* **Data lines**

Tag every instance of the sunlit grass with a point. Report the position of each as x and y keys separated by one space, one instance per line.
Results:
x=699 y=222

--

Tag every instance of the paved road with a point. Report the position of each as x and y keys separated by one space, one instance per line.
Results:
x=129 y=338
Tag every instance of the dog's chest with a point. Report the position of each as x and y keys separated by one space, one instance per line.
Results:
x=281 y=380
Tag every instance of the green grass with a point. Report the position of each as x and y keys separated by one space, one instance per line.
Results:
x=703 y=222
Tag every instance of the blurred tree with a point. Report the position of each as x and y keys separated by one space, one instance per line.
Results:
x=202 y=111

* **The request**
Copy the records from the line with "Tag every instance of the dog's" to the line with "x=202 y=111", swapping "instance" for "occurrence" and keeping everything else the same.

* **Correct response**
Tag every occurrence of the dog's chest with a point. Report the position of each as x and y keys separated by one space, one occurrence per line.
Results:
x=281 y=380
Tag every occurrence of the green grass with a point. Report the position of each as x and y keys separated by one space, one occurrence per line.
Results:
x=703 y=222
Tag every occurrence of the blurred tree with a point. Report the position of each as x and y keys separated by one space, one occurrence per line.
Results:
x=202 y=111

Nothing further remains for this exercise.